■ **EXERCISE DIRECTIONS**:
Rewrite the lines from the one with "Thanks for the photo. Could you please mark the short" through the last line, both included, requests and all. Multiply every coordinate in the answers by 2.2 and round to whole numbers, halves up, then give only those lines.

■ **DATA ENTRIES**:

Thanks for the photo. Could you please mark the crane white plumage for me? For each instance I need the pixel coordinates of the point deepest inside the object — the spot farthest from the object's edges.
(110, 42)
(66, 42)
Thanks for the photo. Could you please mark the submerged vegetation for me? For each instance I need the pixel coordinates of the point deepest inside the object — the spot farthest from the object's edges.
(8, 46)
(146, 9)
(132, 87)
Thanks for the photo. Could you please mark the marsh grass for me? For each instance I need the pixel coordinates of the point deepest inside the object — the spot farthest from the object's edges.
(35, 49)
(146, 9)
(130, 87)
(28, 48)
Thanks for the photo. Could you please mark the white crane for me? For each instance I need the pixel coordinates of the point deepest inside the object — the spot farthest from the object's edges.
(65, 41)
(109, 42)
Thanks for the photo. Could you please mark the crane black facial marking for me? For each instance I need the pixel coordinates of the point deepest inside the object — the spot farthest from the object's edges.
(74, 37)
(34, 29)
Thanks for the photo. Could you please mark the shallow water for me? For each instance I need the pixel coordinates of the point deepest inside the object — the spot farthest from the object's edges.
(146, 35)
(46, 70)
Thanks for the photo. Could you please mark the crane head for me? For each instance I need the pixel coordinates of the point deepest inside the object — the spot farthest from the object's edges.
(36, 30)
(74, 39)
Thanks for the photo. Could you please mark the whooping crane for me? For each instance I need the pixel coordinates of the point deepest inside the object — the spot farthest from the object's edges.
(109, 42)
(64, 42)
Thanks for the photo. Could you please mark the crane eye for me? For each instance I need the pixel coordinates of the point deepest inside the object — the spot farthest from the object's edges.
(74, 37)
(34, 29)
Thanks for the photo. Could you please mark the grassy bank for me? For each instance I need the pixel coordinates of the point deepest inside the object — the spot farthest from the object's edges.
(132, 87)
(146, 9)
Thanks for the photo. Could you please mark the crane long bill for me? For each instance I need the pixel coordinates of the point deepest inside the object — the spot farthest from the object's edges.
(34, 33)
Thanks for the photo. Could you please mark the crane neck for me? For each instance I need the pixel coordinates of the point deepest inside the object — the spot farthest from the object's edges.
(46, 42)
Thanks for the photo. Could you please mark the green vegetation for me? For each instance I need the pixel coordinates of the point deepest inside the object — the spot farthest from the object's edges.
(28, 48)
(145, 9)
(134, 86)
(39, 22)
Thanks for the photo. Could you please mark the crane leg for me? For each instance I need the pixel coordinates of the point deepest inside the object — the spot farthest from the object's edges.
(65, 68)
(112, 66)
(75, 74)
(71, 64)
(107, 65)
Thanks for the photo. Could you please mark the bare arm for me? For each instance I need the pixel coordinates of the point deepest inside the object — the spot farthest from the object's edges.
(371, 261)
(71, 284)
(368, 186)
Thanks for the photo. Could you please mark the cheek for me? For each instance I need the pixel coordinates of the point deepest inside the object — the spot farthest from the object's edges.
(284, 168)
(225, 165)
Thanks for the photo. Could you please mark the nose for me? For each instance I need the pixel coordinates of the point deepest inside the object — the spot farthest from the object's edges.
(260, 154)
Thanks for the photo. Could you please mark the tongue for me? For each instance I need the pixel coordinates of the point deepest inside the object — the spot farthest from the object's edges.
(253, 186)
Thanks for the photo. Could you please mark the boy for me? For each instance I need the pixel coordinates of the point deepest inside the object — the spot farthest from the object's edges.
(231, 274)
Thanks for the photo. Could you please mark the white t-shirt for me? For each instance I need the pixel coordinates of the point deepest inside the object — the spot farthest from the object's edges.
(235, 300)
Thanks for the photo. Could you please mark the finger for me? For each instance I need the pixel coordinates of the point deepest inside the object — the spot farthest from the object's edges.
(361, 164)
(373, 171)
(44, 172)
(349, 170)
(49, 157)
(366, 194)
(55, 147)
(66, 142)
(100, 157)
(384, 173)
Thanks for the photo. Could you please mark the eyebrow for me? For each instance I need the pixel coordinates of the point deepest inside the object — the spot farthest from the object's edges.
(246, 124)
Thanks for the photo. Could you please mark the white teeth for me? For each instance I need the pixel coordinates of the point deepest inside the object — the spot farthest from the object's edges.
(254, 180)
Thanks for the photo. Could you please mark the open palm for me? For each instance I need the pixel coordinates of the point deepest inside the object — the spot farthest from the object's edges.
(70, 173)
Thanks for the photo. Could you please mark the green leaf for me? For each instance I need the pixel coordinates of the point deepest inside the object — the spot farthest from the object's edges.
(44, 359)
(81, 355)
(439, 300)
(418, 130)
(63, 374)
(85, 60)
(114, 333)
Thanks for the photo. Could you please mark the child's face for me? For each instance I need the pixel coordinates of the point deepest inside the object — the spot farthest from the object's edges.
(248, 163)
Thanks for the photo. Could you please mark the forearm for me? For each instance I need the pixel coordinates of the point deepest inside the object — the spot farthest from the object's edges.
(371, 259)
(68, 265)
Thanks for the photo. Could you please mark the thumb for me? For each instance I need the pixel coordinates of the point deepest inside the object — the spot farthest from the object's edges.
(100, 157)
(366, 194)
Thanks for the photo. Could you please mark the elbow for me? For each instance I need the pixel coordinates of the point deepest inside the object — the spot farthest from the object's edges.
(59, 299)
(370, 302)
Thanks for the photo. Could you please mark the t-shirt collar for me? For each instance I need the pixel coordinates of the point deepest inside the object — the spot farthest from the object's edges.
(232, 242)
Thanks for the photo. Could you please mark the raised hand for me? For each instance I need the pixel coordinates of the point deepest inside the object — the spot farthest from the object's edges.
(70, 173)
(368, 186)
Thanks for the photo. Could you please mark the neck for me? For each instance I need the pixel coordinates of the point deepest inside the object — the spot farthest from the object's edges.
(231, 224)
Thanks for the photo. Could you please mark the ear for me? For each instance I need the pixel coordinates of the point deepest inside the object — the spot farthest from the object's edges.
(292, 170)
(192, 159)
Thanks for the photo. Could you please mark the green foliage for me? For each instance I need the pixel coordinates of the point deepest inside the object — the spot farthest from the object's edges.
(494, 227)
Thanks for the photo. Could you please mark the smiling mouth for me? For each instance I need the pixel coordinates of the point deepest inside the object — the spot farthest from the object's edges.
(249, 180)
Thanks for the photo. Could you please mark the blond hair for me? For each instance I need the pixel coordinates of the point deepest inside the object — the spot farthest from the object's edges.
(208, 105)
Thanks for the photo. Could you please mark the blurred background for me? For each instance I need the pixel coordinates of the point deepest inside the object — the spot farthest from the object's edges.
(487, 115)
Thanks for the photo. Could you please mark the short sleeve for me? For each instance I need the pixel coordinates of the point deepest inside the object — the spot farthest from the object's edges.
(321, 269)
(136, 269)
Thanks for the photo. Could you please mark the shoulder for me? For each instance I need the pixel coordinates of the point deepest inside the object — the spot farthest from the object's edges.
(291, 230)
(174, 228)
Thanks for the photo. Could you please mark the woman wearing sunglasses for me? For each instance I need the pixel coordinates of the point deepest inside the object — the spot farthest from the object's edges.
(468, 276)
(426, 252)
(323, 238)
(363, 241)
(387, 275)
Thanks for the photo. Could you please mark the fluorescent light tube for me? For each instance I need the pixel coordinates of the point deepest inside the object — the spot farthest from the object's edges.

■ **TASK OUTPUT**:
Thanks for the photo. Could you please mark the short sleeve for me? For each instance I need the pixel coordinates of the point deepest inside the object — the spot farthest from the object's edges.
(706, 592)
(299, 592)
Thanks for the photo. Could you please mark the shoulder for me? For each instance I need the pixel coordinates of the point deepest inside the object — the spot farthest from the object's edges.
(640, 506)
(383, 502)
Thanks for the photo. Could you please mark the woman wearing sunglasses for me? For each instance I need the pixel coordinates of the point deepest inside the object — the spot farthest from the object's edges.
(1030, 607)
(937, 554)
(711, 524)
(799, 530)
(851, 605)
Thanks for the photo. Could you please mark the fluorescent light tube for me? For each instance I need the pixel coordinates of the point deepest inside the object — the spot farthest from the object's edges.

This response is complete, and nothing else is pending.